* Start *
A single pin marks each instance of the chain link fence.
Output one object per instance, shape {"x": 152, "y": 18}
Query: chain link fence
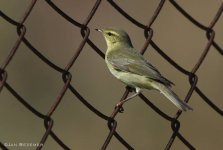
{"x": 85, "y": 29}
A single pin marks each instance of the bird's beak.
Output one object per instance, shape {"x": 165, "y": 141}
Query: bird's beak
{"x": 99, "y": 30}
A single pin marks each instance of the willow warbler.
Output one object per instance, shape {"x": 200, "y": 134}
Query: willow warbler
{"x": 129, "y": 66}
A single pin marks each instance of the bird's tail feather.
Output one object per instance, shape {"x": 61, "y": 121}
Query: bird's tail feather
{"x": 168, "y": 93}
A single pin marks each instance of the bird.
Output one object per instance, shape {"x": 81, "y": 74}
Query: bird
{"x": 129, "y": 66}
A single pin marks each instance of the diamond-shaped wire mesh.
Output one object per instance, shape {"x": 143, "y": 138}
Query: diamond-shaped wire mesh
{"x": 41, "y": 110}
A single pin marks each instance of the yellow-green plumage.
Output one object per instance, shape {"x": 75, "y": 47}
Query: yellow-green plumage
{"x": 129, "y": 66}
* End *
Print, word for word, the lines of the listing from the one containing "A single pin marks each instance of the yellow-green" through the last line of the listing, including both of those lines.

A single pin marks each instance of the yellow-green plumage.
Output one object per instance, shape {"x": 75, "y": 47}
Query: yellow-green plumage
{"x": 129, "y": 66}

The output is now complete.